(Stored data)
# # # # # # #

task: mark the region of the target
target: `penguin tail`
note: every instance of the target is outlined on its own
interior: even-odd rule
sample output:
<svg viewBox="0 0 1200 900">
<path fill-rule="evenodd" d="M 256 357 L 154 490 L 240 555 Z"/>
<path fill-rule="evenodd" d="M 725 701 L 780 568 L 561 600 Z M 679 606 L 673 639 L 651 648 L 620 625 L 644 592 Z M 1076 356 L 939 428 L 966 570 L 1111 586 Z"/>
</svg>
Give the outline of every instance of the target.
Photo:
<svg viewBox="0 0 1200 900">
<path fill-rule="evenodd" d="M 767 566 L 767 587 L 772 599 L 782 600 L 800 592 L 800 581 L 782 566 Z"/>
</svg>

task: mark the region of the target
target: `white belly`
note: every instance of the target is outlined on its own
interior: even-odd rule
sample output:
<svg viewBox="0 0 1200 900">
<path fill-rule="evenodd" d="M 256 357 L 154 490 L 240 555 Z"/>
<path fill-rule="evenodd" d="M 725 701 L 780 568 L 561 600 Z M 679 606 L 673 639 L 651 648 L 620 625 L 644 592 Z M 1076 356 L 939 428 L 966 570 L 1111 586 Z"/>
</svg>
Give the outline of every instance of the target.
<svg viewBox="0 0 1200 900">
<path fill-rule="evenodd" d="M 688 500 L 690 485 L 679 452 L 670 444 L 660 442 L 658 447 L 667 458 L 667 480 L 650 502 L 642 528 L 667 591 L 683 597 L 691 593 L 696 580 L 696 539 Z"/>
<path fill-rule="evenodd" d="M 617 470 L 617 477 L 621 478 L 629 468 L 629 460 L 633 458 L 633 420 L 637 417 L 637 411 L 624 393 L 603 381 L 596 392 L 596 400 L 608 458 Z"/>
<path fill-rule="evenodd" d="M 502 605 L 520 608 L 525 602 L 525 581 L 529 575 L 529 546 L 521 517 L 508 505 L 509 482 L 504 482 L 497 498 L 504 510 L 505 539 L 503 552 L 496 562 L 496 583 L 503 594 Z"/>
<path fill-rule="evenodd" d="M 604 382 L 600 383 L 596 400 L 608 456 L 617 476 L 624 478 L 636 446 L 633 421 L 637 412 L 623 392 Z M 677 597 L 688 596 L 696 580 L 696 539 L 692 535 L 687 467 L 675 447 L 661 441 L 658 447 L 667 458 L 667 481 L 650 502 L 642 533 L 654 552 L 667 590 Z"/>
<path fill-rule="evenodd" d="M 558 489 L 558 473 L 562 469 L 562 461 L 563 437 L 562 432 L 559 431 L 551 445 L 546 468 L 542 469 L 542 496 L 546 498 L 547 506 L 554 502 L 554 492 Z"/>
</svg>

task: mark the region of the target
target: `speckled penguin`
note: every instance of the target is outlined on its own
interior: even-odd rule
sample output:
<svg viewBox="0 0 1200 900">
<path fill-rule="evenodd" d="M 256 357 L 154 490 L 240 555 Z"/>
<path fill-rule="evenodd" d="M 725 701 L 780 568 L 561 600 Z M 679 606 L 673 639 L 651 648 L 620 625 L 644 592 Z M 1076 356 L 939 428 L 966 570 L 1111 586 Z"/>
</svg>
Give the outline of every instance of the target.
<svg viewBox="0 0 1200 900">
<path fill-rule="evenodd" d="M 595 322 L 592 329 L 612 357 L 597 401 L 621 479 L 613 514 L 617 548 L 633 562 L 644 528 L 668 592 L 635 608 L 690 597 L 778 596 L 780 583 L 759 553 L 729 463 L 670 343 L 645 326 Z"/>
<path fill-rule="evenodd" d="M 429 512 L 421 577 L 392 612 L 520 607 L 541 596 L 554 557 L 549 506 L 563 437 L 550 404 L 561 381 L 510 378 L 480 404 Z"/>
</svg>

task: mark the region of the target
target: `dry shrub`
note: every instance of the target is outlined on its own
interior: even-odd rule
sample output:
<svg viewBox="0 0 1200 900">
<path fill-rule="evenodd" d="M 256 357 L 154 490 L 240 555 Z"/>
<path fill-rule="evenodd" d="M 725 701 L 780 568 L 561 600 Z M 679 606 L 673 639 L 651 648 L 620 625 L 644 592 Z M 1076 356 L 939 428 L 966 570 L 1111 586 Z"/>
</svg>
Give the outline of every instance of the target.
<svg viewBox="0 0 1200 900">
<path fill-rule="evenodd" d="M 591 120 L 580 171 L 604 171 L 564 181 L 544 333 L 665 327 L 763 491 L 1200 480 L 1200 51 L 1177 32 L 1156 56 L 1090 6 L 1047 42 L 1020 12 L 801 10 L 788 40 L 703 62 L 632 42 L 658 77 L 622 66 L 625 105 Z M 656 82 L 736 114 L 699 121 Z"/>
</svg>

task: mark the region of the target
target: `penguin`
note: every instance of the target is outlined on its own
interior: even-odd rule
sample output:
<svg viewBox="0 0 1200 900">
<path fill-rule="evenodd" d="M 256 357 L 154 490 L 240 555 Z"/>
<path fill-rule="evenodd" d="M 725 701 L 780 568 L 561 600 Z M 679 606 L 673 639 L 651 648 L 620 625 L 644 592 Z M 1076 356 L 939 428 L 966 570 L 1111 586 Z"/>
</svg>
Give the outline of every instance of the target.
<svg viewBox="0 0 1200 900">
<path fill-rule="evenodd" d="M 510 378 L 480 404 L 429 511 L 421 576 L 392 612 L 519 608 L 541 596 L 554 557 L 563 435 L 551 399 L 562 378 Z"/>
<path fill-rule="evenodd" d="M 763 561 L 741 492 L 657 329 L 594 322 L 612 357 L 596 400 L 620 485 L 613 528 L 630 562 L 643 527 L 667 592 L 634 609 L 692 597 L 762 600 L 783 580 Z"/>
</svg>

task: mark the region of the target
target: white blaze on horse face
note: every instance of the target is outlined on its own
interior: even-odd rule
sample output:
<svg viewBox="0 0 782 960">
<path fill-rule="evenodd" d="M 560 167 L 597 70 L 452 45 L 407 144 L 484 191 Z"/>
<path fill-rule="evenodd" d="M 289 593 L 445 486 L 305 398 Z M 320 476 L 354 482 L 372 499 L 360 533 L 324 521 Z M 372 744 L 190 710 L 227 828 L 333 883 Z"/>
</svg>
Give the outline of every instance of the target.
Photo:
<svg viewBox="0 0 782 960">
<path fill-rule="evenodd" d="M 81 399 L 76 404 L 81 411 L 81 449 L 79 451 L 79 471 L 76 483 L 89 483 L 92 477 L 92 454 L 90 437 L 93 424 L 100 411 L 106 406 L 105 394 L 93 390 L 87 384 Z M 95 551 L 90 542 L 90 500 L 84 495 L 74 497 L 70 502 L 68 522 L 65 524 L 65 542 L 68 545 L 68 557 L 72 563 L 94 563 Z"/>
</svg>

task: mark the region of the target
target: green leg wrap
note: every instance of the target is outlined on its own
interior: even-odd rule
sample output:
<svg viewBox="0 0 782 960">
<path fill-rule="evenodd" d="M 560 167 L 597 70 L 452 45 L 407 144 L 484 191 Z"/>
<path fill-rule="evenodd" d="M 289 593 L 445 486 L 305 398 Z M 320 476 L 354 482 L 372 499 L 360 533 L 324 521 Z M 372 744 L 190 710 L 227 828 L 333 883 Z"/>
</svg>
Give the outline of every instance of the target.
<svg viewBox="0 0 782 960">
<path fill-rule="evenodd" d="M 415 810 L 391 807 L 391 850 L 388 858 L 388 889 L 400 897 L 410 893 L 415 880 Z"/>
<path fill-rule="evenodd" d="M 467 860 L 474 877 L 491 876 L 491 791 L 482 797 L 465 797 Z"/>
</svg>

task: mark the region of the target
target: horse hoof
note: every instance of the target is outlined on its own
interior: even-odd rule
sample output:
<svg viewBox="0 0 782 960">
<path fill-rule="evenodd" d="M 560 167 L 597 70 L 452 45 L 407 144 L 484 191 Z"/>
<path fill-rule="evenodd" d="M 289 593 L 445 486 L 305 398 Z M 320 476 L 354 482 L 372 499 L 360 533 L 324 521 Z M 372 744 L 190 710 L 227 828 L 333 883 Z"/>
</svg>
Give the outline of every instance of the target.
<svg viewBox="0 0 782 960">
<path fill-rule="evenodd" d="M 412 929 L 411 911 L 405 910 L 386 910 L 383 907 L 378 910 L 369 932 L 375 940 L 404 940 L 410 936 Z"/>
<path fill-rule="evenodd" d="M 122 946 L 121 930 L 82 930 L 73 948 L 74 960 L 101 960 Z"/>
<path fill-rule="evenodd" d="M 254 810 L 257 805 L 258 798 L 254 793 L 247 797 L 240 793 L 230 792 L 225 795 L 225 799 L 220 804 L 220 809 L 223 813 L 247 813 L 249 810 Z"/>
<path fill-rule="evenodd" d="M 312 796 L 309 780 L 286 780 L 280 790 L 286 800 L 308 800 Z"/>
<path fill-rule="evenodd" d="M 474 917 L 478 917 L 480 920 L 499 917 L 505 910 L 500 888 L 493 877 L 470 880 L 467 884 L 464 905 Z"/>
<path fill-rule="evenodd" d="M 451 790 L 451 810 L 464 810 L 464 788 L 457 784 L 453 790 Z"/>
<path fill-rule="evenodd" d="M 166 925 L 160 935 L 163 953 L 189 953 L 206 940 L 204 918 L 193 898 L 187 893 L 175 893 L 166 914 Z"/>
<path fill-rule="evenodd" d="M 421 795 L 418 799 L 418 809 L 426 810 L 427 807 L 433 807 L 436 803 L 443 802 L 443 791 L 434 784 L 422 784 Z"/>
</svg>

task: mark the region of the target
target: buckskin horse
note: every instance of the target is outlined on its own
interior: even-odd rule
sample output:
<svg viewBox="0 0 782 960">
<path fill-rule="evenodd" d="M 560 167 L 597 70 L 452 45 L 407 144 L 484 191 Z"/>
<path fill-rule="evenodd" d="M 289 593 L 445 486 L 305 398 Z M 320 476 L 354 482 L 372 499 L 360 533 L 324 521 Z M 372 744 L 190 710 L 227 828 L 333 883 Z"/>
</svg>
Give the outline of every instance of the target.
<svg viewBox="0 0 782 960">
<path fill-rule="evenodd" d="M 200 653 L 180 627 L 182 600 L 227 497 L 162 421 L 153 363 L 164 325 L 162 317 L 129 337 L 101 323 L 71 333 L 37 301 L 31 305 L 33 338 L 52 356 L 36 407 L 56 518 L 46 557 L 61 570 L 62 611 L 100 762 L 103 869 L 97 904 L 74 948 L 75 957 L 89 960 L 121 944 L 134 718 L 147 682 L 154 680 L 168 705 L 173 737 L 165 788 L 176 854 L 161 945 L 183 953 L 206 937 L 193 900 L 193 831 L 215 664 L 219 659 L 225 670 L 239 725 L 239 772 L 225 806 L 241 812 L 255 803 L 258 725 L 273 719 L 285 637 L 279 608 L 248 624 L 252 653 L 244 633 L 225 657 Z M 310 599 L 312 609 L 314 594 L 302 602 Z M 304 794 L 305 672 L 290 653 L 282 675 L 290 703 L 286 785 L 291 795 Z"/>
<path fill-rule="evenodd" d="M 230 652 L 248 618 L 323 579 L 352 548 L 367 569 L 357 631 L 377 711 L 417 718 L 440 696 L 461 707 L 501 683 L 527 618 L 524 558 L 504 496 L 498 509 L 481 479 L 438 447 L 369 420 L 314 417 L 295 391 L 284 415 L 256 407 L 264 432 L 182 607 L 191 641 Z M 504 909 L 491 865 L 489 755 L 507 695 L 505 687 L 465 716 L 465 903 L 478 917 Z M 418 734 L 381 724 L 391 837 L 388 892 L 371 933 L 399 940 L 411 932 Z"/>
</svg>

# # # # # # #

__Required action__
Each line in the data that holds the string "white" should be found and copied.

__Response to this exercise__
target: `white belly`
target: white blaze on horse face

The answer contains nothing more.